> _COMPLETE THE FOLLOWING_
1. Reproduce word for word the passage on pesticide risk to bees from "in the guidance document" to "the appropriate level of protection is achieved.".
2. Render this sentence from the passage on pesticide risk to bees in Spanish: "If realistic farming practices (e.g. tillage and herbicide applications) are considered, weeds are not usually prevalent in arable fields."

> _EXTRACT TO READ_
◇ ◇ ◇ ◇

In July 2013 the European Food Safety Authority (EFSA) released its final guidance on the risk

assessment of plant protection products (PPPs) to bees. One objective of the guidance was to

produce a simple and cost effective first tier risk assessment scheme to ensure that the

appropriate level of protection is achieved. However, recent impact analyses have indicated that

the first tier of this risk assessment does not act effectively as a screen for compounds of low risk to

bees. For example substances showing no toxicity to bees often fail the tier 1 risk assessment

based on a worst-case exposure to flowering weeds inside the treated field. If realistic farming

practices (e.g. tillage and herbicide applications) are considered, weeds are not usually prevalent

in arable fields. It is therefore suggested that the scenarios in the guidance could be considered

overly conservative and in some instances unrealistic. The EFSA guidance states that if <10% of the

area of use is flowering weeds then the exposure route is not relevant in the 90th %ile case, and

thus does not need to be considered. However, despite this, the option to generate data or refine

assessments based on available data is questioned as no guidance for the assessment of the

abundance of weeds is available. As part of an industry-led initiative we present and discuss the

use of empirical evidence (i.e. occurrence and growth stage of weeds in control plots from

herbicide efficacy field trials conducted for regulatory submission) to illustrate that the scenarios

in the guidance document could be modified using currently available data to create a more

effective tier 1 risk assessment and still ensure that the appropriate level of protection is achieved.

◇ ◇ ◇ ◇

Data items
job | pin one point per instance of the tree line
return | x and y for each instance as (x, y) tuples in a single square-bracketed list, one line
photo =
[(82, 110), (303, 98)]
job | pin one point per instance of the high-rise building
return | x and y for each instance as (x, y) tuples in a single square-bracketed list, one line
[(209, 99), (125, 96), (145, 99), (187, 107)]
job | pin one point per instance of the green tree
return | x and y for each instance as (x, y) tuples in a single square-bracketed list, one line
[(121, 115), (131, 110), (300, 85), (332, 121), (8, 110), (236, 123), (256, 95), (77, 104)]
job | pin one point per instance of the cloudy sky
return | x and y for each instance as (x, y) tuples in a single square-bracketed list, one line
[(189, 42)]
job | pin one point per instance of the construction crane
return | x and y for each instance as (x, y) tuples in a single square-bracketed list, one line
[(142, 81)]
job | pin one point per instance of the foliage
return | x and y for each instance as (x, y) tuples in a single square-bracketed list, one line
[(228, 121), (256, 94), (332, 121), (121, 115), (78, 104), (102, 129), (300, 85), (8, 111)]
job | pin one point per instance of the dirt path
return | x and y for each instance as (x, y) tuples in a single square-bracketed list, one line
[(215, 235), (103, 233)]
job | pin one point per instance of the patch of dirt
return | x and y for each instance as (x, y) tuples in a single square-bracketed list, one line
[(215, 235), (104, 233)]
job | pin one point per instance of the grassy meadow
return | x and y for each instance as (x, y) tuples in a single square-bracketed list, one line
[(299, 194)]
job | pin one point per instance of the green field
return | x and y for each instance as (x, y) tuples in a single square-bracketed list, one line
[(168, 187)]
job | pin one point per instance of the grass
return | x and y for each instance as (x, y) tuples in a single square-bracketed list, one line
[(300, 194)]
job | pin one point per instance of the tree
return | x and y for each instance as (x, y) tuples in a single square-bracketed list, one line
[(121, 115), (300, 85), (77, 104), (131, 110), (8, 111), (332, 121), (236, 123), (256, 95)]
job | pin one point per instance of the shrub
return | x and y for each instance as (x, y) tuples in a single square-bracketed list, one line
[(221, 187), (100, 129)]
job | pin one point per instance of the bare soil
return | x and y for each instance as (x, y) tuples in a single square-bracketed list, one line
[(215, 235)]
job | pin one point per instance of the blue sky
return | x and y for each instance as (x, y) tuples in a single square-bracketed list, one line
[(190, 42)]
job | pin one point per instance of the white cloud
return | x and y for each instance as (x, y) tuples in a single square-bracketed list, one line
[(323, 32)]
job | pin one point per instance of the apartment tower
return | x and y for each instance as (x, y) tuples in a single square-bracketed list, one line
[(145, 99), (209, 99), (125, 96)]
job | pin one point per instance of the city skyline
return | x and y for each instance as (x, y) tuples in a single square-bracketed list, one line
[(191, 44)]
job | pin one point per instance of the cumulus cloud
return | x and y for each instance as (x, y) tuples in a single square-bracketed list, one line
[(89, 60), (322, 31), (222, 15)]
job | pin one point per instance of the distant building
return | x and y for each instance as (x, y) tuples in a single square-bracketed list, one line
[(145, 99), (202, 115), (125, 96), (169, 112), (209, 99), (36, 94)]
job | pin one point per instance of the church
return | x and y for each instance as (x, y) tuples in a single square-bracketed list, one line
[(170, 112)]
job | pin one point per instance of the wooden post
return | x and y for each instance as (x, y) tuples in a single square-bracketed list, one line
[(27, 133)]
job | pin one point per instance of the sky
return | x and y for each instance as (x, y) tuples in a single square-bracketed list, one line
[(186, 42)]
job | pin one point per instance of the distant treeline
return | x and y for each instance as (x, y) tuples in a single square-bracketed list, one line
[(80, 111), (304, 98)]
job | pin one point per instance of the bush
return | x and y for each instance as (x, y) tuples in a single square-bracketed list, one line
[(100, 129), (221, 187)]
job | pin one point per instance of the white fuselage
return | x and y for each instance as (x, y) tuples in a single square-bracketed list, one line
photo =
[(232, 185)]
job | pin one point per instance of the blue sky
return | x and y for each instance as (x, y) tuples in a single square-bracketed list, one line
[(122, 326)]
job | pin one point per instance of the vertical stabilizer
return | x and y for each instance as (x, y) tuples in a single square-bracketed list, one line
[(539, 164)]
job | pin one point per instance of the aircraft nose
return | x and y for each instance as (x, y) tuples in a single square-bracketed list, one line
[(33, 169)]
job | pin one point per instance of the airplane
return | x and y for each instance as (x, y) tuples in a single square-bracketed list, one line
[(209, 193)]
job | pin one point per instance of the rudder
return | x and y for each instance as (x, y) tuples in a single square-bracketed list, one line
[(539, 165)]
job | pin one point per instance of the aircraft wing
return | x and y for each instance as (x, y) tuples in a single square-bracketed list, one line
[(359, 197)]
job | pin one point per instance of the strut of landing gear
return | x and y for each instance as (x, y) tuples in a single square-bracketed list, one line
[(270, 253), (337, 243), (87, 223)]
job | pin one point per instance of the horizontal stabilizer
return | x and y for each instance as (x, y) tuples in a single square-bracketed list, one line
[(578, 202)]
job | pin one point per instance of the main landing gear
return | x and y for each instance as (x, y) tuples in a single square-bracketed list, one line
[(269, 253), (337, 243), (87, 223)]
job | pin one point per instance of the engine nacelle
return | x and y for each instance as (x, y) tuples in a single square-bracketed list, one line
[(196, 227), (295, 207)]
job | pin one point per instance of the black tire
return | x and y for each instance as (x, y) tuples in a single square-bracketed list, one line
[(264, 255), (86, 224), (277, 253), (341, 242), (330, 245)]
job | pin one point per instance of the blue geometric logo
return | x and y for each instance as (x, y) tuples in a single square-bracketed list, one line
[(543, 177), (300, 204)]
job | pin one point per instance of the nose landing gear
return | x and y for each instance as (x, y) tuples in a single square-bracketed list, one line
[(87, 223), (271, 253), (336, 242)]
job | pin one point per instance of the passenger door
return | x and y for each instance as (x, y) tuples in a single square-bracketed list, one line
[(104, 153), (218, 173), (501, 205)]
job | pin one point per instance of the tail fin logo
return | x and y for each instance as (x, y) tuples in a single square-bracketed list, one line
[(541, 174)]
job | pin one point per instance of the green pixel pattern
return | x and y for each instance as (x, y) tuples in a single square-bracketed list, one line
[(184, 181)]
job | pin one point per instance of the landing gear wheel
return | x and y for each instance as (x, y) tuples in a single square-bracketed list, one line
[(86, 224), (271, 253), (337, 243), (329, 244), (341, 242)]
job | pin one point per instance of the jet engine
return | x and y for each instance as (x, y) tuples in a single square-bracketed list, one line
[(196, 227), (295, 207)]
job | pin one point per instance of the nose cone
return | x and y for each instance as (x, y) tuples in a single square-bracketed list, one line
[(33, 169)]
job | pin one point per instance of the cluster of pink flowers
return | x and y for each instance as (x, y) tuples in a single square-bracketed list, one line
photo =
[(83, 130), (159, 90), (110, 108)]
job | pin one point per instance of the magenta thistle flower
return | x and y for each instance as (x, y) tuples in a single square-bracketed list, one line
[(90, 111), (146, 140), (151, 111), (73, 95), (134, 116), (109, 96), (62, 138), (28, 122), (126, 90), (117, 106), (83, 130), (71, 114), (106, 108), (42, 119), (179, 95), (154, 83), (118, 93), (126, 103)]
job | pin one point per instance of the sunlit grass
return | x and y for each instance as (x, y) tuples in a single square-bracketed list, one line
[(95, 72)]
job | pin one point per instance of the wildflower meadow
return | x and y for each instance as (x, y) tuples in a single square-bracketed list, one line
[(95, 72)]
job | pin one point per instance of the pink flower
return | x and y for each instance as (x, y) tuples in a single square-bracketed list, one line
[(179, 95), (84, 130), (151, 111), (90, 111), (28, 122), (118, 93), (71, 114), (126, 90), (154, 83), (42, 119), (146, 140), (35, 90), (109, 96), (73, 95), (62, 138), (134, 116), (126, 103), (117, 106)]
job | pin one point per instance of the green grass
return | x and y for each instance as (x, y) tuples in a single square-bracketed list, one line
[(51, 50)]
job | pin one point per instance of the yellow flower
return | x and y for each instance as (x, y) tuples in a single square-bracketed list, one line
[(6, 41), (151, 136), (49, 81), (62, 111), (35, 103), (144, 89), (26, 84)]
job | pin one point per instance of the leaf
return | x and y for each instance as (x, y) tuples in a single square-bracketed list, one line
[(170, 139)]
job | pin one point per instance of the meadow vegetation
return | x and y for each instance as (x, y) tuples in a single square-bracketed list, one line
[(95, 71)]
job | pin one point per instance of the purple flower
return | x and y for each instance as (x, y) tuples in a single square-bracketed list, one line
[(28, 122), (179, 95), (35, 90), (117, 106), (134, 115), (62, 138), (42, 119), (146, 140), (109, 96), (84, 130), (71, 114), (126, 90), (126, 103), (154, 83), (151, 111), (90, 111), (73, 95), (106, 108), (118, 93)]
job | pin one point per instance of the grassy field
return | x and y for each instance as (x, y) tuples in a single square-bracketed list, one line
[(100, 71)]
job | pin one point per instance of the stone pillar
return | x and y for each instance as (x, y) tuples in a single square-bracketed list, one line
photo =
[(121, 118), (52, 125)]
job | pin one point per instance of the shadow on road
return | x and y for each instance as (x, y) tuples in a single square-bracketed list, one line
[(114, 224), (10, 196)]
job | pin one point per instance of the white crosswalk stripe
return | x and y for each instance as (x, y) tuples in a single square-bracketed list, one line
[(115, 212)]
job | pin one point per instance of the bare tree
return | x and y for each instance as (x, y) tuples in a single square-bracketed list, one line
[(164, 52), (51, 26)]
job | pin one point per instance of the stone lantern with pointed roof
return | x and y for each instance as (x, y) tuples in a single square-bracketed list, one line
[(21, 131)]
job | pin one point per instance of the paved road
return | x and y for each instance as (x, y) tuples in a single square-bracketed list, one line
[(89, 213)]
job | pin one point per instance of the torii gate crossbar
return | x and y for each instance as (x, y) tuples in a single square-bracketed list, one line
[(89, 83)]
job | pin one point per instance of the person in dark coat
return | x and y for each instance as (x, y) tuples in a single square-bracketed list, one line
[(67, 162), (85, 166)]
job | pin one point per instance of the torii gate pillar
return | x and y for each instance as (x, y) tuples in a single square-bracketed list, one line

◇ ◇ ◇ ◇

> _ANSWER LIST_
1.
in the guidance document could be modified using currently available data to create a more

effective tier 1 risk assessment and still ensure that the appropriate level of protection is achieved.

2. Si se consideran prácticas agrícolas realistas (p. ej., la labranza y las aplicaciones de herbicidas), las malas hierbas no suelen ser predominantes en los campos de cultivo.